= WHAT NEEDS TO BE DONE =
Word for word, restate every entry shown below.

= SOURCE MATERIAL =
┌────────

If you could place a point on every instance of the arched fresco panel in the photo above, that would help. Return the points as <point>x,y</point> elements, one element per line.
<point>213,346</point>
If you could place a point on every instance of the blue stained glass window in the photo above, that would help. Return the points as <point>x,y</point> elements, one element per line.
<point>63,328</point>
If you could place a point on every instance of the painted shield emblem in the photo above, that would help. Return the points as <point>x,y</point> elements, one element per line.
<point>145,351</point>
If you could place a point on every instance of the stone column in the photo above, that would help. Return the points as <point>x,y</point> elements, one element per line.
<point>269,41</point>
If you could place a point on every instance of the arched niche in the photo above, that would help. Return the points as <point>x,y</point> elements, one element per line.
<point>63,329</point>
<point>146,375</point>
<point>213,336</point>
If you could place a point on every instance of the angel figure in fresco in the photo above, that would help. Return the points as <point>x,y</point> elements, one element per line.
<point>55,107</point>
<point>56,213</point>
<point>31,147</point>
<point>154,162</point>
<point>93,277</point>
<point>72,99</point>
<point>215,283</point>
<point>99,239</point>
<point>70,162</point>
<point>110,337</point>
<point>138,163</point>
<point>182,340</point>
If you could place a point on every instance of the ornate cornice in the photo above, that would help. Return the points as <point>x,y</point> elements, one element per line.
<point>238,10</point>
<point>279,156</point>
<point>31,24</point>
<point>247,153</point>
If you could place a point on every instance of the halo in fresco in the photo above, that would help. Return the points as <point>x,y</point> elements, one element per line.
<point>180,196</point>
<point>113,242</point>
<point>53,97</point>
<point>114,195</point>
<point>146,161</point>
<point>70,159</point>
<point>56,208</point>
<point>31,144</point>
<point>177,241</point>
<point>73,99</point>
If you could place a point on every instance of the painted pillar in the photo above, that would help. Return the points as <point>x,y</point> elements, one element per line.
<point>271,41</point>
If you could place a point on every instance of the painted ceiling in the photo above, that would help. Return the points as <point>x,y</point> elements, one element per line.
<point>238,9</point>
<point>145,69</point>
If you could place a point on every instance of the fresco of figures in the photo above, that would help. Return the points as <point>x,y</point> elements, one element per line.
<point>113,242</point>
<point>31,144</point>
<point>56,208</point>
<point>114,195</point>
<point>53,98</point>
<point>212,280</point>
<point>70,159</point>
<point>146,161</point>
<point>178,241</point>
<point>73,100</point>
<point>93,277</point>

└────────

= EXPECTED OUTPUT =
If you could place a point on every instance of the arched fresco panel in the photo above, that would help. Return the points as <point>x,y</point> elements, one element per line.
<point>213,346</point>
If you could place a point on every instance of the blue stained glass window in the photo above, that would help. Return the points as <point>x,y</point> elements, one element per line.
<point>63,328</point>
If you could place a point on every instance of the painted shield emblem in the photo above, that would help. Return the points as <point>x,y</point> elements, one element per line.
<point>145,351</point>
If you could place a point on every instance of the stone column in the photo above, that would help. Return the points as <point>x,y</point> elements, one element per line.
<point>269,41</point>
If you could place a point on every instance of the arched niche in the photo above, that would help. Return the points as <point>x,y</point> elements, one element per line.
<point>63,329</point>
<point>146,375</point>
<point>213,336</point>
If you could place a point on every instance of the angel figure in fresco in the photo above, that would help. Return the points as <point>x,y</point> elements, one element per line.
<point>55,107</point>
<point>56,213</point>
<point>31,147</point>
<point>154,162</point>
<point>93,277</point>
<point>72,99</point>
<point>215,283</point>
<point>99,239</point>
<point>70,162</point>
<point>110,337</point>
<point>138,163</point>
<point>182,340</point>
If you could place a point on every instance of the ornate cornice in the photo above, that would help. Return the points as <point>x,y</point> elements, one element per line.
<point>238,10</point>
<point>279,156</point>
<point>31,24</point>
<point>247,153</point>
If you could place a point on every instance of the halo in fresco in the photo above, that would help. Return the points as <point>x,y</point> elements, one element per line.
<point>180,196</point>
<point>113,242</point>
<point>53,97</point>
<point>114,195</point>
<point>146,161</point>
<point>70,159</point>
<point>56,208</point>
<point>31,144</point>
<point>177,241</point>
<point>73,99</point>
If you could place a point on every instance of the painted pillar in the photo above, that would help. Return the points as <point>x,y</point> elements, one element per line.
<point>271,41</point>
If you could place a point on every instance of the painted ceiling in the photo above, that would help. Return the points as <point>x,y</point> elements, one element per line.
<point>238,9</point>
<point>145,69</point>
If you could place a point on every instance of the fresco of figures in the photo above, that would help. Return the points as <point>x,y</point> elements, one element per line.
<point>113,242</point>
<point>31,144</point>
<point>56,208</point>
<point>114,195</point>
<point>53,98</point>
<point>212,280</point>
<point>70,159</point>
<point>146,161</point>
<point>178,241</point>
<point>73,100</point>
<point>93,277</point>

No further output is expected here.